>> begin Supplied data

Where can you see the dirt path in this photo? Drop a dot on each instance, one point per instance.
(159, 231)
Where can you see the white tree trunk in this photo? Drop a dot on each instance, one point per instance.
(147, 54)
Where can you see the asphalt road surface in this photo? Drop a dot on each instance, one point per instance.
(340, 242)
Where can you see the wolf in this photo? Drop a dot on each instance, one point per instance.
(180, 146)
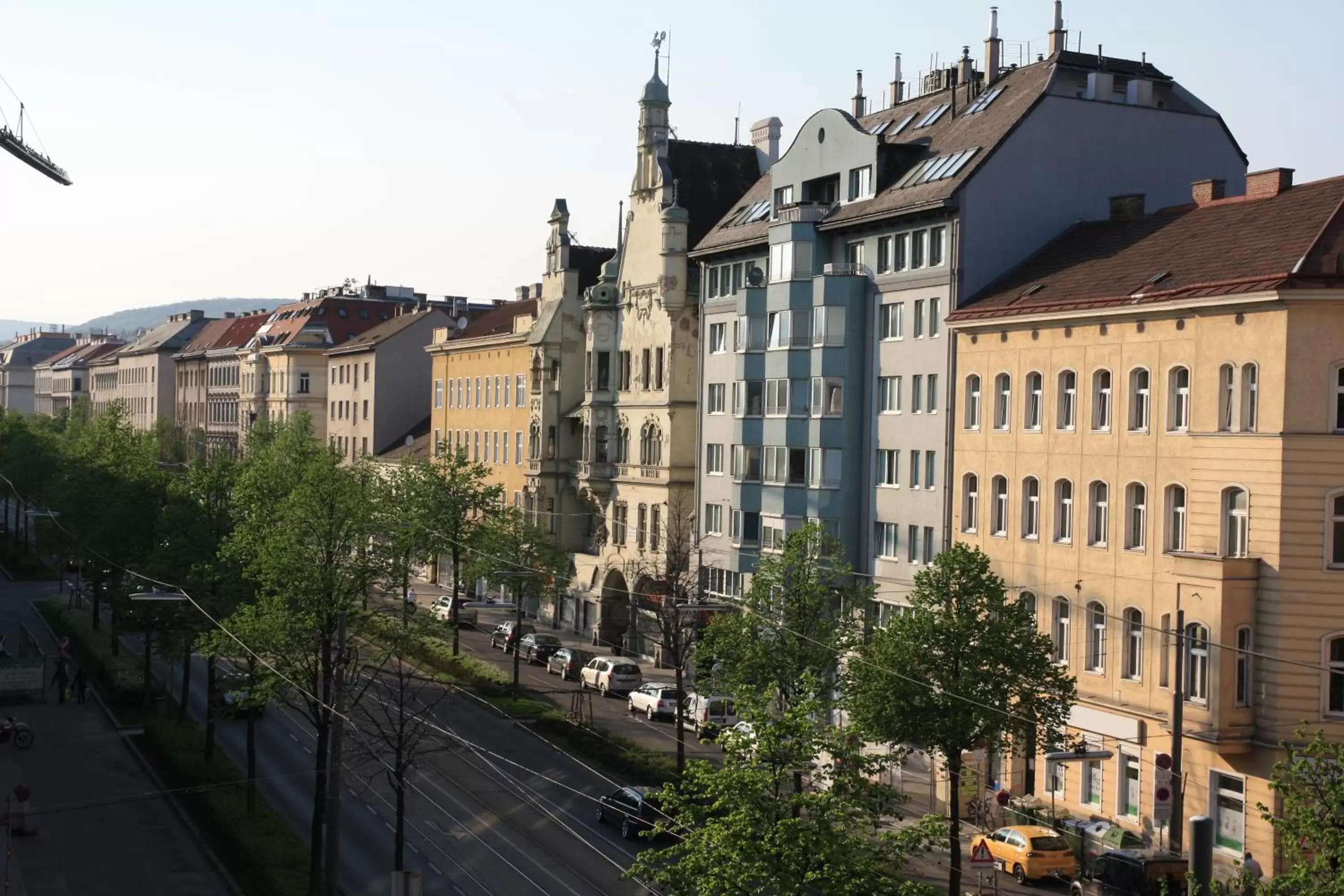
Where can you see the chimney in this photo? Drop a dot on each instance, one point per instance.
(1058, 37)
(1128, 207)
(994, 49)
(765, 138)
(898, 89)
(965, 68)
(1206, 191)
(1272, 182)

>> end Supplied data

*Short exercise:* Can you write out the data again, replacing "in this photo" with "in this image" everywhere and keeping everything else unchanged, but leaving out the pictures?

*Full solution:*
Where can you see the dirt path in this image? Drop a dot on each instance, one point per instance.
(159, 231)
Where can you see the white tree trunk in this image? Drop a dot on each instance, one point per instance.
(147, 54)
Where can you see the asphalt road surface in this image? Drop a dot on each instance, one point per instance.
(340, 242)
Where can you see the wolf in this image? Drop a dot on each instance, one point per instance.
(180, 146)
Where can you see the chimney in this image? Drop a dot on each instance, one point per instance.
(1058, 37)
(1128, 207)
(994, 49)
(765, 138)
(898, 89)
(965, 68)
(1206, 191)
(1272, 182)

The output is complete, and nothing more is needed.